[Collected data]
+ + + + +
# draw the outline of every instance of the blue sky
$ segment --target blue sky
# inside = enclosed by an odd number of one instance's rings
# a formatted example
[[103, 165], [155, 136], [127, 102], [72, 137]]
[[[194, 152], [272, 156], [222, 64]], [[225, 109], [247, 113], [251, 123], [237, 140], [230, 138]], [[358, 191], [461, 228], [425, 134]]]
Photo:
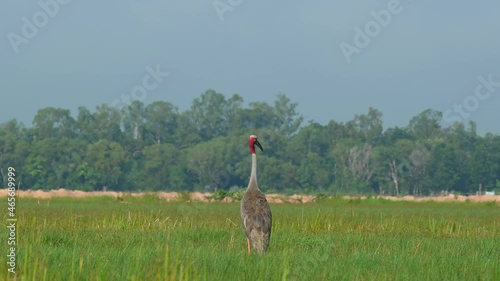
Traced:
[[[432, 108], [447, 112], [443, 126], [473, 120], [479, 133], [500, 133], [499, 1], [59, 1], [2, 5], [0, 122], [31, 126], [43, 107], [75, 115], [81, 105], [111, 104], [158, 65], [169, 76], [145, 103], [185, 110], [207, 89], [246, 102], [284, 93], [322, 124], [372, 106], [386, 128], [406, 126]], [[52, 15], [44, 21], [44, 13]], [[391, 18], [382, 26], [373, 13]], [[23, 18], [37, 31], [23, 33]], [[367, 26], [373, 36], [357, 48], [355, 28]], [[342, 42], [358, 49], [350, 63]]]

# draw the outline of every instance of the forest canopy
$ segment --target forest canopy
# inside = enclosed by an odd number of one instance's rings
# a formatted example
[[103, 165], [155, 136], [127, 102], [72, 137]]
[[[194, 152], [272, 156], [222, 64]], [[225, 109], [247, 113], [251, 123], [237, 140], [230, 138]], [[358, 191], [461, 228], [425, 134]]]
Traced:
[[[266, 192], [337, 194], [475, 193], [500, 190], [500, 136], [474, 122], [441, 126], [427, 109], [403, 128], [384, 130], [369, 108], [348, 122], [304, 124], [297, 103], [244, 106], [207, 90], [179, 112], [167, 101], [94, 111], [40, 109], [32, 127], [0, 126], [0, 179], [17, 171], [22, 189], [215, 191], [245, 187], [247, 138], [259, 136], [259, 185]], [[259, 151], [260, 152], [260, 151]]]

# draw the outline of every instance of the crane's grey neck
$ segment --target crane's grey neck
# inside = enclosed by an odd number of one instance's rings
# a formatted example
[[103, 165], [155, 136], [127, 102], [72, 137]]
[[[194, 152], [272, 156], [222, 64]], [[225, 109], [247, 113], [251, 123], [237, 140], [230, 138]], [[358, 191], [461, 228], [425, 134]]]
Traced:
[[257, 155], [252, 153], [252, 172], [250, 173], [250, 182], [248, 183], [248, 189], [257, 189]]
+ + + + +
Copy, from the data above, every line where the word "target" appears.

$ segment --target blue sky
$ segment --target forest canopy
$ segment --target crane's grey neck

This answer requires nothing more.